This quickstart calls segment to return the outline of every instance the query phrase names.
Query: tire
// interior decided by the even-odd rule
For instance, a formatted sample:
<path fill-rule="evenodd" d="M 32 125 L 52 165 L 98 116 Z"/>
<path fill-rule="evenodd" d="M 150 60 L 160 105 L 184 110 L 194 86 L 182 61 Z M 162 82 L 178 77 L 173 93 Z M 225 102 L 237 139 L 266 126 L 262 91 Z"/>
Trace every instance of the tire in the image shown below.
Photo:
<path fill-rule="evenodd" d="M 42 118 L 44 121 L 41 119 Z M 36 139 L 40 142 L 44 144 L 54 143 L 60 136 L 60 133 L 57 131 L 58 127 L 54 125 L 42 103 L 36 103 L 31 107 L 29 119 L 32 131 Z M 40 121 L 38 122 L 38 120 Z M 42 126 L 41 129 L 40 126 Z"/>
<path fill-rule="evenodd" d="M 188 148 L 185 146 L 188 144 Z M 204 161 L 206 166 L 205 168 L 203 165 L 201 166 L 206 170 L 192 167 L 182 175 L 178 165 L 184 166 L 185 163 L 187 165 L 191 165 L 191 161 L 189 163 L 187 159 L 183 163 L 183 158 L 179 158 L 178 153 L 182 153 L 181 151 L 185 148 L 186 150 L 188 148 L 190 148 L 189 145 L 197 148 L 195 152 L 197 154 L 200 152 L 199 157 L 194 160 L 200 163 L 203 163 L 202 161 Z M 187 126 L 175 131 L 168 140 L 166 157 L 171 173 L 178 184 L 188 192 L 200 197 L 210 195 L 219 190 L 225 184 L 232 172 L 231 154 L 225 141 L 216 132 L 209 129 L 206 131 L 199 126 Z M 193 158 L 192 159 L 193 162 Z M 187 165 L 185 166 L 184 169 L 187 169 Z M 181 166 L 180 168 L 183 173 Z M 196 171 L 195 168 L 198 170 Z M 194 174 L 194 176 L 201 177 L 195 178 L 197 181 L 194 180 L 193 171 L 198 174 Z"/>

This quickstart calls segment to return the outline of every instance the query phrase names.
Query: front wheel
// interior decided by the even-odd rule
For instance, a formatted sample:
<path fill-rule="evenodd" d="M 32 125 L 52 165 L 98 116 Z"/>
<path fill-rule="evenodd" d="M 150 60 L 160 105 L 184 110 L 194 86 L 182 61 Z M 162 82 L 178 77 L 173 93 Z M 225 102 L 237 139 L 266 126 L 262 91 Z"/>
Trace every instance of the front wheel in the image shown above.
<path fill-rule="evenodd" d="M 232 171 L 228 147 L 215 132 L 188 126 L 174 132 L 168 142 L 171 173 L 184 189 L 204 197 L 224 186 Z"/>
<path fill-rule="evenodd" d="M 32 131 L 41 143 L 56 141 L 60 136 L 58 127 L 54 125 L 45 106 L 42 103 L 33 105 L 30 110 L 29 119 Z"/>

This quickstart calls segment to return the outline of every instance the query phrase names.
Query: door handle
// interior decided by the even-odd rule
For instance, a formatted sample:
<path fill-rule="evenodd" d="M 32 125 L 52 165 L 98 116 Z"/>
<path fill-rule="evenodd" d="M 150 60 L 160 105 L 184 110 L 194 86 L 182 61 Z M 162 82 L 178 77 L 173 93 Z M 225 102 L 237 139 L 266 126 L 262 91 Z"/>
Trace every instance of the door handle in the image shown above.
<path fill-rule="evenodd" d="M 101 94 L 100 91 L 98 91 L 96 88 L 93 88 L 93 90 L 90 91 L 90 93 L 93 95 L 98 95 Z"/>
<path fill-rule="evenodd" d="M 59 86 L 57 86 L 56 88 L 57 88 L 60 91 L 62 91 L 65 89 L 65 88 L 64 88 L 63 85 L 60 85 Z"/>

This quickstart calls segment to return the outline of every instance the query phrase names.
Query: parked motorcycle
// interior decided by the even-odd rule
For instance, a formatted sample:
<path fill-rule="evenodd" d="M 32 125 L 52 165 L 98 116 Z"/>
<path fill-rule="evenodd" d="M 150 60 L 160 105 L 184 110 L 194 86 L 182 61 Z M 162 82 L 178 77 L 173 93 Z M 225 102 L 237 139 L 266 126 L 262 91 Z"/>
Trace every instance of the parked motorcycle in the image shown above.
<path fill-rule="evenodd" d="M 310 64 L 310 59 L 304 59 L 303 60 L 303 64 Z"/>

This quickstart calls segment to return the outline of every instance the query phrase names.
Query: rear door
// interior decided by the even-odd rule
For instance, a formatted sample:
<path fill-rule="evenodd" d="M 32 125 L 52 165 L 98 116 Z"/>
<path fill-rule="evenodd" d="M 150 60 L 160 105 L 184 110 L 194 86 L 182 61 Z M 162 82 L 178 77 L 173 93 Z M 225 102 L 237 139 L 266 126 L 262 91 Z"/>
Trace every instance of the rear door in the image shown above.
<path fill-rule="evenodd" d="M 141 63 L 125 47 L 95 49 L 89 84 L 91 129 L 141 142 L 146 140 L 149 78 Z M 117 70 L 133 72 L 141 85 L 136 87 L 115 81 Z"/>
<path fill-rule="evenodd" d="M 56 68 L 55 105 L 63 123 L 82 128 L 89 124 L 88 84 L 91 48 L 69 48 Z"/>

* **Requirement**
Copy the listing word for word from its first line through the line containing "188 148 L 185", and include both of those lines.

* **Output of the exercise**
This quickstart calls segment to return the outline of every instance the query phrase names.
Query: tire
// interior decided by the even-odd rule
For instance, a formatted sample:
<path fill-rule="evenodd" d="M 32 125 L 52 165 L 98 116 Z"/>
<path fill-rule="evenodd" d="M 150 60 L 160 105 L 184 110 L 194 86 L 182 61 Z M 162 82 L 178 77 L 173 93 Z M 225 102 L 237 139 L 266 126 L 262 91 Z"/>
Trace every instance of the tire in the image shown below.
Photo:
<path fill-rule="evenodd" d="M 42 118 L 44 121 L 41 119 Z M 36 139 L 40 142 L 44 144 L 54 143 L 60 136 L 60 133 L 57 131 L 58 127 L 54 125 L 42 103 L 36 103 L 31 107 L 29 119 L 32 131 Z M 40 121 L 38 122 L 38 120 Z M 42 126 L 41 129 L 40 126 Z"/>
<path fill-rule="evenodd" d="M 188 148 L 185 146 L 188 144 Z M 204 161 L 206 166 L 205 168 L 203 165 L 201 166 L 206 170 L 192 167 L 182 175 L 178 165 L 184 166 L 185 163 L 187 165 L 191 165 L 191 161 L 189 163 L 187 159 L 183 163 L 183 158 L 179 158 L 178 153 L 182 153 L 181 151 L 185 148 L 186 150 L 188 148 L 190 148 L 189 145 L 197 148 L 195 152 L 197 154 L 200 152 L 199 157 L 194 160 L 200 163 L 203 163 L 202 161 Z M 187 126 L 175 131 L 168 140 L 166 157 L 171 173 L 178 184 L 188 192 L 200 197 L 210 195 L 219 190 L 225 184 L 232 172 L 231 154 L 225 141 L 216 132 L 209 129 L 206 131 L 199 126 Z M 193 158 L 192 159 L 193 162 Z M 187 165 L 185 166 L 184 169 L 187 169 Z M 181 166 L 180 168 L 183 173 Z M 196 171 L 195 168 L 198 170 Z M 194 174 L 194 176 L 201 177 L 195 178 L 197 181 L 194 180 L 193 171 L 198 174 Z"/>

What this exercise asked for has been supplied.